#### [WHAT YOU WILL DO]
The records that follow should be retyped word for word.
* Begin PROVIDED MATERIAL *
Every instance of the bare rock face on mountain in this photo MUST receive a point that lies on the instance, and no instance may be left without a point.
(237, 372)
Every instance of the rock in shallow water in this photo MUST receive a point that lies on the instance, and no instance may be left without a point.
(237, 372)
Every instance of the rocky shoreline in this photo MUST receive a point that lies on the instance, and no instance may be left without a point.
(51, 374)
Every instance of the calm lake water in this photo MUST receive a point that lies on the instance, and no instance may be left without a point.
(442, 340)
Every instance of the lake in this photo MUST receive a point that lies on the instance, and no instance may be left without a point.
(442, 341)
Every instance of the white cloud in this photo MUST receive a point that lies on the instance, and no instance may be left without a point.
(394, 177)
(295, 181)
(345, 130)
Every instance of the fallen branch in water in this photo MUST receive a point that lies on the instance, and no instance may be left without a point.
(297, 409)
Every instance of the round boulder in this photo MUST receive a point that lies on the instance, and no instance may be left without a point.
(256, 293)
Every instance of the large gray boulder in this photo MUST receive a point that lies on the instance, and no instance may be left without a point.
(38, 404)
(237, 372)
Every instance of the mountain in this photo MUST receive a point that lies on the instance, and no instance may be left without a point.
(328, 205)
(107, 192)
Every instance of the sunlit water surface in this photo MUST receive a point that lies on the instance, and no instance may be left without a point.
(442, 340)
* End PROVIDED MATERIAL *
#### [COMPLETE OUTPUT]
Every instance of the bare rock face on mountain in this photo MUST receive a point that lies on the instance, and no instance may be left without a point.
(237, 372)
Every instance of the rock in shallow water in this photo MUST receive a point that lies on the instance, and no instance may be left without a point.
(237, 372)
Every instance of the rocky shoreline in this photo MUST receive a point that lies on the instance, and no instance may be left without a point.
(51, 374)
Every instance of the calm lake water in this photo MUST receive a point that lies on the instance, and no instance may be left without a point.
(442, 340)
Every instance of the lake in this photo MUST receive a point that lies on the instance, and no instance may be left without a point.
(442, 341)
Every instance of the white cloud in this photo MUST receive a point that lies on the instance, and no instance may be left without a point.
(394, 177)
(295, 181)
(345, 130)
Every instance of the fallen branch in water in this photo MUST receive a point that lies on the instance, and no instance may be left without a point.
(297, 409)
Every instance of the round boulder in this photo MUST receive a point that lies on the instance, and no instance may be left without a point.
(256, 293)
Every instance of the large gray boulder in this photo MUST receive a point that lies on the instance, and no instance may be left without a point.
(38, 404)
(237, 372)
Every instance of the mountain in this photo MUST receive a point that lies on the instance, and no instance may be left without a point.
(328, 205)
(107, 192)
Every instance of the sunlit water surface in this photo MUST receive a point that lies on the instance, and no instance may be left without a point.
(442, 340)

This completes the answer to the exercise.